WHAT TO WORK ON: Can you print every record below exactly as written?

Saved entries:
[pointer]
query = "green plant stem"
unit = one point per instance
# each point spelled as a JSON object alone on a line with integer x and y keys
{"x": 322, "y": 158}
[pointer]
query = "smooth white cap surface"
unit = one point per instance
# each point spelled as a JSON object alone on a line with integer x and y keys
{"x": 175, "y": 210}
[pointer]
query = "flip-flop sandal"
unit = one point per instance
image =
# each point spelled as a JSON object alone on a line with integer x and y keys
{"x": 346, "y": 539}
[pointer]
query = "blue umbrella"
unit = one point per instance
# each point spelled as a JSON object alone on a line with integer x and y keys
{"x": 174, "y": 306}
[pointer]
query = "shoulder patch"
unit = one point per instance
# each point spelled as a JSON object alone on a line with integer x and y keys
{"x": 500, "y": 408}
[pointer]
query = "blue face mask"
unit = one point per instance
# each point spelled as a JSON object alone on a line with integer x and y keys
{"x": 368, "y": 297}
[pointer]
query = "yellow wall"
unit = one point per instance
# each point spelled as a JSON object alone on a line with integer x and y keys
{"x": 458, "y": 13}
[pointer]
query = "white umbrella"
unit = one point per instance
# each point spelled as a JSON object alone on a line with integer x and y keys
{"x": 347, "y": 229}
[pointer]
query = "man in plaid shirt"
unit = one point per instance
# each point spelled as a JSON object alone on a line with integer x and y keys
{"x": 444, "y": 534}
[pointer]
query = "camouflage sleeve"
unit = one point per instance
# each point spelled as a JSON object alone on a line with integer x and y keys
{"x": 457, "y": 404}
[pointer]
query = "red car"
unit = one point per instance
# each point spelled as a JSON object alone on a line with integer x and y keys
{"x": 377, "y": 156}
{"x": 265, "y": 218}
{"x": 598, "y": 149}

EXPECTED ANSWER:
[pointer]
query = "green plant stem"
unit = one point per instance
# each point spelled as a JSON object alone on a line with integer x and y keys
{"x": 322, "y": 158}
[pointer]
query = "smooth white cap surface"
unit = one point per instance
# each point spelled as a JSON object alone on a line with integer x and y keys
{"x": 175, "y": 210}
[pointer]
query = "flip-flop sandal"
unit = one point per instance
image =
# each point spelled as a JSON object alone on a line with integer x and y keys
{"x": 346, "y": 539}
[pointer]
query = "blue umbrella"
unit = one point per instance
# each point spelled as a JSON object alone on a line with integer x and y keys
{"x": 174, "y": 306}
[pointer]
query = "shoulder patch"
unit = one point per instance
# each point spelled as a JSON object alone on a line with integer x and y keys
{"x": 500, "y": 408}
[pointer]
query = "blue face mask"
unit = one point per instance
# each point spelled as a JSON object alone on a line with integer x and y keys
{"x": 368, "y": 297}
[pointer]
query = "yellow wall"
unit = one point per instance
# each point spelled as a JSON object alone on a line with integer x and y keys
{"x": 458, "y": 13}
[pointer]
query = "white umbrella"
unit = one point per instance
# each point spelled as a JSON object alone on a line with integer x and y keys
{"x": 347, "y": 229}
[pointer]
query = "man in plaid shirt"
unit = one point per instance
# each point spelled as a JSON object alone on a line with integer x and y keys
{"x": 444, "y": 534}
[pointer]
query = "camouflage sleeve"
unit = one point per instance
# each point spelled as a JSON object alone on a line with integer x and y keys
{"x": 457, "y": 404}
[pointer]
query = "red car"
unit = one point per instance
# each point spelled as a JSON object alone on a line with integer x and y keys
{"x": 377, "y": 156}
{"x": 265, "y": 218}
{"x": 598, "y": 149}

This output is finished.